• [Informationen nutzen]
A – Nenne alle Personen, die im Textauszug namentlich erwähnt werden.
B – Gib den Abschnitt des Textauszugs zwischen „Sie diskutieren in“ und „Großartigkeit-Kriterien von Michael Jordan?“, beide eingeschlossen, wortgetreu wieder.

═════ Textauszug

Die Boston Celtics schmerzt eine schwere Verletzung von Gordon Hayward.

(Foto: Tony Dejak/AP)

Angesichts des Ungleichgewichts, das sich im Sommer aufgrund der Transfers verstärkt hat, gibt es zu Saisonbeginn diese Debatte, die auch andere Sportarten beschäftigt: Ist ein Wettbewerb mit nur wenigen ernsthaften Titelkandidaten langweilig - oder liegt gerade darin der Reiz, dass sich unfasslich talentierte Mannschaften in der Hauptrunde beschnuppern und dann am Ende der Playoffs möglichst spannende und spektakuläre Duelle liefern?

Sie diskutieren in den USA gerne über solche Fragen, auf die es keine klare Antwort gibt - und es gibt bereits nach dem Eröffnungsabend neue Fragen, über die nun gestritten wird. Etwa: Erfüllen die Boston Celtics nach der schlimmen Verletzung von Gordon Hayward noch die Großartigkeit-Kriterien von Michael Jordan?

"Das ist die schlimmste Verletzung, die ich jemals in meinem Leben gesehen habe", sagte Haywards Kollege Kyrie Irving danach - und tatsächlich schmerzt schon der Anblick der unglücklichen Aktion. Hayward verlor kurz nach Spielbeginn bei einem Duell mit LeBron James um ein hohes Zuspiel das Gleichgewicht, beim Aufprall auf das Parkett brach ihm das Schienbein und das Sprunggelenk kugelte aus. Hayward, der von Utah Jazz gekommen ist und gemeinsam mit dem aus Cleveland gewechselten Irving sowie dem vormals in Atlanta tätigen Center Al Horford ein tolles Triumvirat bilden sollte, dürfte mehrere Monate ausfallen; das schmälert die Titelchancen der Celtics erheblich.

══════════
═════ Rohdaten

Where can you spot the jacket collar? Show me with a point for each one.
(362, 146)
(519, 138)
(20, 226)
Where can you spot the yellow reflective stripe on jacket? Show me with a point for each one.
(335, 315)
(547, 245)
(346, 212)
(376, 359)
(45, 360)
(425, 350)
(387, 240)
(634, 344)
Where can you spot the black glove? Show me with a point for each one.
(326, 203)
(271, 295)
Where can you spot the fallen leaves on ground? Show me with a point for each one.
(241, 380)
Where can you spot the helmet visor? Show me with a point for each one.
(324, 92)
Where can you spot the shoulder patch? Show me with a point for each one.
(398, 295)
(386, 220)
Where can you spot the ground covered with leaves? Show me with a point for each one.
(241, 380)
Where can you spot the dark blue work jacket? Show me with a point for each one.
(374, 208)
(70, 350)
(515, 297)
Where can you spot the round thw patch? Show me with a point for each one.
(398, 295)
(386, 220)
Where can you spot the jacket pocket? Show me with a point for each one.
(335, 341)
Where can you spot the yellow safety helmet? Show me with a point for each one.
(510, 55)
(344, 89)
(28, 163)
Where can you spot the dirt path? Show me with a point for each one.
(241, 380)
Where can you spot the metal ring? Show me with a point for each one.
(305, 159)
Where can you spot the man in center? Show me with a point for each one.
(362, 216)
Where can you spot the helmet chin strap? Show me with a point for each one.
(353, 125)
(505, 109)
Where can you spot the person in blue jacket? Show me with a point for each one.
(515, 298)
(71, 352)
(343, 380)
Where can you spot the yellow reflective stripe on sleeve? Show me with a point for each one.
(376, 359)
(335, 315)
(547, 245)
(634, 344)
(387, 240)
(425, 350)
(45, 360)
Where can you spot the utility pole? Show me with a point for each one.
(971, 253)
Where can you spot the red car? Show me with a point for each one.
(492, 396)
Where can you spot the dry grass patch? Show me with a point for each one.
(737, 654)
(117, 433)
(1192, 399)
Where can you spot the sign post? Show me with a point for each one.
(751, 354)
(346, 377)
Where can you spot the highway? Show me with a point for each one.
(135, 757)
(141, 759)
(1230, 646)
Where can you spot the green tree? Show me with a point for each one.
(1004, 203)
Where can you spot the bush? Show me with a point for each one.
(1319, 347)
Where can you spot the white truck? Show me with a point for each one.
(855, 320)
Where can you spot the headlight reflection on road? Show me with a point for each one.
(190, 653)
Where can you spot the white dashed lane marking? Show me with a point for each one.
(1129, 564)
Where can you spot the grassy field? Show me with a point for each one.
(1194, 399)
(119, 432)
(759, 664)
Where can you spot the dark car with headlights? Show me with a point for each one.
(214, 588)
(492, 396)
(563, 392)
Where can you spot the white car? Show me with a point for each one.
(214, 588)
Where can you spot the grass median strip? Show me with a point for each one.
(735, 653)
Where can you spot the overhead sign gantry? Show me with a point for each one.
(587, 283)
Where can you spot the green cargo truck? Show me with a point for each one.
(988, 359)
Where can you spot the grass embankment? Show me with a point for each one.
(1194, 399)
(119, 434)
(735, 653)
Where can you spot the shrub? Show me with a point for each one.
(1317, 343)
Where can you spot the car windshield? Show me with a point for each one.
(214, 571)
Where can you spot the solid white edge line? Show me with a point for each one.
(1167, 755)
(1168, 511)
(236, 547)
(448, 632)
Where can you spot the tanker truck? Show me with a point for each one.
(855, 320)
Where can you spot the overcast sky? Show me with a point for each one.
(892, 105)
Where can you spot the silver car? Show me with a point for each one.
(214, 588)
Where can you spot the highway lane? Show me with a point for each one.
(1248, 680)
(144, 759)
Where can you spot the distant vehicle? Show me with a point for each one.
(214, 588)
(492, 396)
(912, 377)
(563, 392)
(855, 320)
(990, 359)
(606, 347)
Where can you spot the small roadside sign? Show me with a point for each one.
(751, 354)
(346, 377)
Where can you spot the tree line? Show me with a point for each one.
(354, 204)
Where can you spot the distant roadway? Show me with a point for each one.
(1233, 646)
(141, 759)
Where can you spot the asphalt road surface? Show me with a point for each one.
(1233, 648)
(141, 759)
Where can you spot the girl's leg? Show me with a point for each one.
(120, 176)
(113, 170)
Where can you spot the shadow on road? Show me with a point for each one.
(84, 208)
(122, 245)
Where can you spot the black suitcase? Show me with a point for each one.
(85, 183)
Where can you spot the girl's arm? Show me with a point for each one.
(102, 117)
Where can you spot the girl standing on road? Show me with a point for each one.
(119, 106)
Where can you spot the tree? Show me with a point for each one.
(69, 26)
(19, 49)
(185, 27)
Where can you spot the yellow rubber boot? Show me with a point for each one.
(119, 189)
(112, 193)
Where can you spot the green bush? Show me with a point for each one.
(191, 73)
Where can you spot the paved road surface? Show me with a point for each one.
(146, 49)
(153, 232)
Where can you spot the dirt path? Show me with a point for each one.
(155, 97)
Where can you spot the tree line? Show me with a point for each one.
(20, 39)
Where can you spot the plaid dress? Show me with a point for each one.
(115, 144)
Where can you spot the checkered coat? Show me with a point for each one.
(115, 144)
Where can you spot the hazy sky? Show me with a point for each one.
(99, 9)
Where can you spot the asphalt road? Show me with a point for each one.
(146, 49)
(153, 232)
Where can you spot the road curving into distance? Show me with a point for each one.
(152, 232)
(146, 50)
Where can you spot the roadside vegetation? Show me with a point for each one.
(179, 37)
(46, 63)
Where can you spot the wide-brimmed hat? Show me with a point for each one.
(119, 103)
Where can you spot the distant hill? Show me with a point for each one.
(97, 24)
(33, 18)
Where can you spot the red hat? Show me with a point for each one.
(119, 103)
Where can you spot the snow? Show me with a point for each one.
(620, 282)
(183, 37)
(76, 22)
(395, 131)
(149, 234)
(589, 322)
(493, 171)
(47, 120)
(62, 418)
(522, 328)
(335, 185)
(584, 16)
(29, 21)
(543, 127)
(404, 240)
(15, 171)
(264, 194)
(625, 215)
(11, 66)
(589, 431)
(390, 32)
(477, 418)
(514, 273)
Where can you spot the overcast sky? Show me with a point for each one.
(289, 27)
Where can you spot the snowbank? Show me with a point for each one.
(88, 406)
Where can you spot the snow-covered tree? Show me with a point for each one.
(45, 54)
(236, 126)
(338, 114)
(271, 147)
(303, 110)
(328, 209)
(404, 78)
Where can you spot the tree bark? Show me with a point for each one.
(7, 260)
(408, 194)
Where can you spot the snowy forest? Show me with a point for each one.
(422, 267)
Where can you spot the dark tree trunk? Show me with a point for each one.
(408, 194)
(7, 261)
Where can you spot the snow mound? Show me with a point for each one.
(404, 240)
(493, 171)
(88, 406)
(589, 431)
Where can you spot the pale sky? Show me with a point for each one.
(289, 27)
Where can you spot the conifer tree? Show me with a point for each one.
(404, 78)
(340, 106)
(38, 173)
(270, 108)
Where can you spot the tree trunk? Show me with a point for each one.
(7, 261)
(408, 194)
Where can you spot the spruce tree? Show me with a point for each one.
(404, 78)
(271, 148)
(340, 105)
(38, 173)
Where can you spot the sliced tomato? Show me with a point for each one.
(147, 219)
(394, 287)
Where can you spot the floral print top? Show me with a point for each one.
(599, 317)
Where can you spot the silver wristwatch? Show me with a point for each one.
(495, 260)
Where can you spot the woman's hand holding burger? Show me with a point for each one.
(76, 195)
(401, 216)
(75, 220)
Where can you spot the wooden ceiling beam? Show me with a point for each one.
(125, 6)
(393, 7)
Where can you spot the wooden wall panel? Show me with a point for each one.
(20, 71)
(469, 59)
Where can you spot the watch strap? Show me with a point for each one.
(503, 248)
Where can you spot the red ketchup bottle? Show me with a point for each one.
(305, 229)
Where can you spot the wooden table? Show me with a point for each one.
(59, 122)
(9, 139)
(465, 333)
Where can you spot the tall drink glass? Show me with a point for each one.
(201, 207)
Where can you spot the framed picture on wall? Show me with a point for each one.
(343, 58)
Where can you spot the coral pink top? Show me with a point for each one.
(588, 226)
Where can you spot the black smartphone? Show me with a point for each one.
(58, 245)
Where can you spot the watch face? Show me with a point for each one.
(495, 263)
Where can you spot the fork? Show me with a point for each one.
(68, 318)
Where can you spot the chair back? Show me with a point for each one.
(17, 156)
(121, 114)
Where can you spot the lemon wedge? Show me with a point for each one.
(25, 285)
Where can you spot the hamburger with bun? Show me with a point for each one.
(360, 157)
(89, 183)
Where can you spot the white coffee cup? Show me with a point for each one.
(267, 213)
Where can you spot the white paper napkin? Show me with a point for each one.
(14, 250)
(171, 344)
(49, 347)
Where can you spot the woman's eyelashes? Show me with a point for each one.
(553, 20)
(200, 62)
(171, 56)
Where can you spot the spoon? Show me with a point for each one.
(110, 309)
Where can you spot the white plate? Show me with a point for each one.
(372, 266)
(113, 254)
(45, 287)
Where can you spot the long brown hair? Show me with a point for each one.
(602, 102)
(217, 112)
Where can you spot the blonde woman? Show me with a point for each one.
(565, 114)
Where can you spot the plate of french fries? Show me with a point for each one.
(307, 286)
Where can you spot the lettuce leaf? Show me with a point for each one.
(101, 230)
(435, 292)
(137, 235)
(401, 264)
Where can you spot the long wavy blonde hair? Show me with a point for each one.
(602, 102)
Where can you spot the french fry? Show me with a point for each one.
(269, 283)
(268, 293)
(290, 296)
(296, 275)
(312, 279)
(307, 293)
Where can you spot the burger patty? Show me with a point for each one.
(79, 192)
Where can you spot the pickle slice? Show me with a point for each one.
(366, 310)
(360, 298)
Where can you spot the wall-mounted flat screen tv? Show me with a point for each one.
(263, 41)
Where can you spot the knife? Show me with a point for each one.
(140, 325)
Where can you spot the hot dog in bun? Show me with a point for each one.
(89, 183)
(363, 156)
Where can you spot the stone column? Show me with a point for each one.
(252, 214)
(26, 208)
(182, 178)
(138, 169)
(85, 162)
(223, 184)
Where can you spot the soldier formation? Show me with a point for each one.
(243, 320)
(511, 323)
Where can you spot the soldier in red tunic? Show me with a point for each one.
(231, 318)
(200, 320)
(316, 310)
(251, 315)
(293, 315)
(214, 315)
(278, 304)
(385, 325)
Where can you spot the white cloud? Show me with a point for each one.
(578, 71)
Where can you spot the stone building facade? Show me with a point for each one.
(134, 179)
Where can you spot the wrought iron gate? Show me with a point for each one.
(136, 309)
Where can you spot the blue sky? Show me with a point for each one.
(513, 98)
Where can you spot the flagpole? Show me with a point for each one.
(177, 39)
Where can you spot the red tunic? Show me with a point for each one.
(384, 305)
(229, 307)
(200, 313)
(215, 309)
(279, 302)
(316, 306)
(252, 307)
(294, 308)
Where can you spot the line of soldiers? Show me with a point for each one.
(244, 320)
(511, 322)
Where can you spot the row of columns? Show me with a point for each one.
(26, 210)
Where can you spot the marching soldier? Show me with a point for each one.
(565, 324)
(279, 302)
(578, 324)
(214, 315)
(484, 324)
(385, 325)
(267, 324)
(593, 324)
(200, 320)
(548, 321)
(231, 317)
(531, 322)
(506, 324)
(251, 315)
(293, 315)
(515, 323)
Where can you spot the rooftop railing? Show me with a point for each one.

══════════

• [Lösungsübersicht]
A – Gordon Hayward, Tony Dejak, Michael Jordan, Kyrie Irving, LeBron James, Al Horford

B –
Sie diskutieren in den USA gerne über solche Fragen, auf die es keine klare Antwort gibt - und es gibt bereits nach dem Eröffnungsabend neue Fragen, über die nun gestritten wird. Etwa: Erfüllen die Boston Celtics nach der schlimmen Verletzung von Gordon Hayward noch die Großartigkeit-Kriterien von Michael Jordan?